**Exercise brief:**
Rewrite every one of the entries below, replacing "Target" with "Label" and leaving everything else unchanged. Omit the pictures from your answer.
— Start —
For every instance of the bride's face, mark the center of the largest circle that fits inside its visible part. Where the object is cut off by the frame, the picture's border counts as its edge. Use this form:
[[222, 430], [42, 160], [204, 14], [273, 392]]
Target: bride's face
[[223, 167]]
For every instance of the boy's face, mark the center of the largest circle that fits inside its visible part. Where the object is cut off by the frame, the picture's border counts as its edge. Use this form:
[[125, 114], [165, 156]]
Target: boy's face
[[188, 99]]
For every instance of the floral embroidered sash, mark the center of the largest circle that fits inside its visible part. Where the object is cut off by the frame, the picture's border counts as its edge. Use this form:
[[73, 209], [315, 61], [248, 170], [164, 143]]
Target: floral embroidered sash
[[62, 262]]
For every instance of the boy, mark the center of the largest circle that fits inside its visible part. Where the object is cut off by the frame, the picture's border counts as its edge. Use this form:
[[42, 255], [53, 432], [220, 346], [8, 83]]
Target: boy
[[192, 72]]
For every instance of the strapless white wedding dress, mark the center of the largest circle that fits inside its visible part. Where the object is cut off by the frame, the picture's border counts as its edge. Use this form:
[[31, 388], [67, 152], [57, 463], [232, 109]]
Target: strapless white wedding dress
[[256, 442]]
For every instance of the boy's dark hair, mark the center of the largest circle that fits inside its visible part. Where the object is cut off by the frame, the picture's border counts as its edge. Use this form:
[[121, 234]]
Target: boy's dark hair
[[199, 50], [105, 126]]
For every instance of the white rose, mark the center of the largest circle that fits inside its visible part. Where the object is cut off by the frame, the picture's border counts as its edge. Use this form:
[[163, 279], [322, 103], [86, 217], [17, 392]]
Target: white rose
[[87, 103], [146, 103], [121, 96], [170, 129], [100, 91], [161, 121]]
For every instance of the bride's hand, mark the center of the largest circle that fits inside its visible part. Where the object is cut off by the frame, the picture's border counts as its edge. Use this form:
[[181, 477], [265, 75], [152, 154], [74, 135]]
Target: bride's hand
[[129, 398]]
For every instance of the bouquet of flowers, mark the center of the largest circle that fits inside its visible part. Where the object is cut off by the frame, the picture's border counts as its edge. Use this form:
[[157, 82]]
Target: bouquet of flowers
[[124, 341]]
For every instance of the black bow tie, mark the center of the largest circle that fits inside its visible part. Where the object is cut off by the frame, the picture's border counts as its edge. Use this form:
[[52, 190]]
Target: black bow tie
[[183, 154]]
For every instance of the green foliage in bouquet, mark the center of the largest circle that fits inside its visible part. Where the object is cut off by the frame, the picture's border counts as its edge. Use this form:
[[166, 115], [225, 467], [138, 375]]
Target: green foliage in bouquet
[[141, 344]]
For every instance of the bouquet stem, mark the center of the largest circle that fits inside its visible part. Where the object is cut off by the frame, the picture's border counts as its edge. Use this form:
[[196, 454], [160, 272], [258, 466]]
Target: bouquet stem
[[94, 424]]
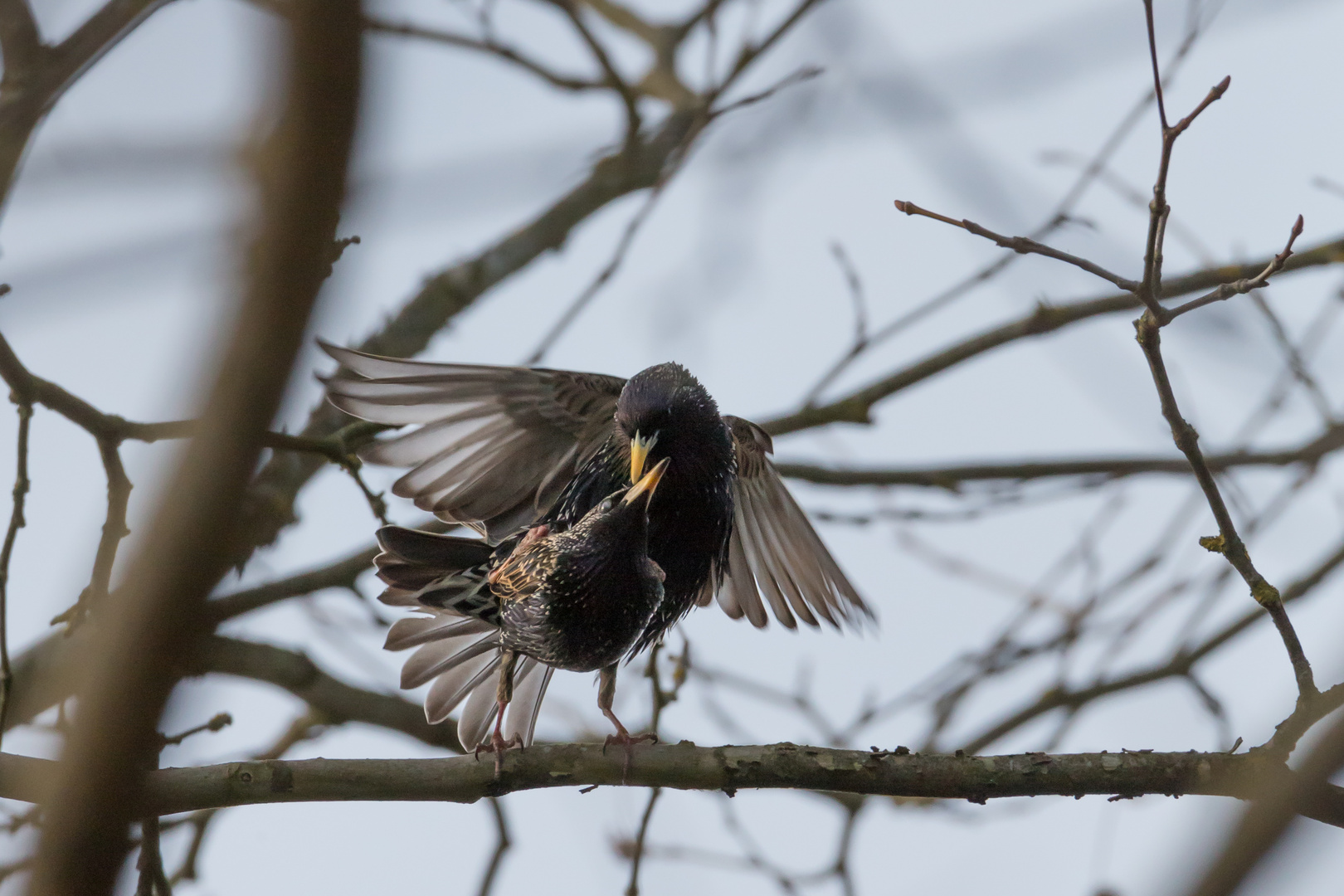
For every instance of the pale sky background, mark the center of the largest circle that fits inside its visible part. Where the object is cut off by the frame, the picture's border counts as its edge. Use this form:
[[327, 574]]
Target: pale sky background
[[117, 242]]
— End —
**Complete response:**
For every instance of the bride's face, mark the center of the largest circle that fits inside its visible part. Where the object is cut off by the frame, the picture's border counts as its edge. Use this form:
[[222, 430], [42, 160], [204, 14], [273, 392]]
Label: bride's face
[[223, 167]]
For every instance of the boy's face, mark the center of the largest circle that fits inside its visible part. Where the object is cut off by the frame, the picture's border counts as its edge. Use this form:
[[125, 114], [165, 156]]
Label: boy's face
[[188, 99]]
For every instance of the floral embroidered sash, mark the center of the largest circle that fits inside its visible part. Where the object is cut off by the frame, the picture's border counts as its edge. Use this form:
[[73, 209], [315, 61], [248, 170], [164, 143]]
Label: floral embroidered sash
[[62, 262]]
For every instance of the boy, mark the center of the largest circle that fits inside its visible part. Where the object is cut off by the frame, the picture's border counts as its edge. Use this form:
[[42, 255], [53, 432], [220, 346], [8, 83]]
Label: boy
[[192, 72]]
For every instance of the strapless white wedding dress, mark the center of the largest circle that fits inside its visible part. Where the object is cut off by the frame, the picture's border counts as its edge. Use this form:
[[31, 388], [67, 152], [57, 463], [232, 109]]
Label: strapless white wedding dress
[[256, 442]]
For every instance of the boy's dark hair, mark the center of the largest circle that fits inside its visible part. Where the object is cut off by the frame, the picture's border counts as its edge. Use this form:
[[121, 234]]
Label: boy's dark hair
[[199, 50], [105, 126]]
For every instance of the white rose, mark the center of the largest circle that fits inside its visible part. Where the object is cut off by the frame, the picture's border counts as its edge. Use this form:
[[163, 279], [322, 103], [86, 217], [17, 392]]
Label: white rose
[[87, 103], [146, 103], [121, 96], [170, 129], [100, 91], [161, 121]]
For every instance of the bride's hand, mark the center of the largest circle that fits inside its visible part. Where the object is cut off by the frame, the picture's border counts as its edge. Use this form:
[[181, 477], [265, 75], [152, 154], [74, 135]]
Label: bride's hand
[[129, 398]]
For every instance of the bouquet of flowers, mark the center of the largest circle that fits inside its visible part. Where the object is cut off by the frame, the picture's border counts as its edge. Use this form:
[[157, 82]]
Label: bouquet of flowers
[[124, 341]]
For every instance of the black bow tie, mark the center of the largest circle that fits inside its visible part. Where the object is cut off by the frame, the picture's border counts as its edge. Use this form:
[[52, 190]]
Label: black bow tie
[[183, 154]]
For every instance of the green foliage in bouquet, mark the center of the largest circle that fits inside its visible part. Where the object is cut off by the frame, the picture's border counts as its edge. Use this form:
[[166, 115], [225, 467], [138, 375]]
Label: green foliage in bouquet
[[141, 344]]
For every instance of the bouquet stem, mark the center of the largest circle that fits inside its visible part. Where the object is cut off by the frame, the picture's border counts as its edge. Use this form:
[[196, 454], [160, 272], [258, 466]]
Label: bouquet stem
[[94, 424]]
For every instance of the pale sky background, mark the center of the largest circle that fits inside its visible part. Where the object is cut off by the frame, the picture's border counts as its edge. Use this form:
[[327, 574]]
Label: pale sky background
[[117, 242]]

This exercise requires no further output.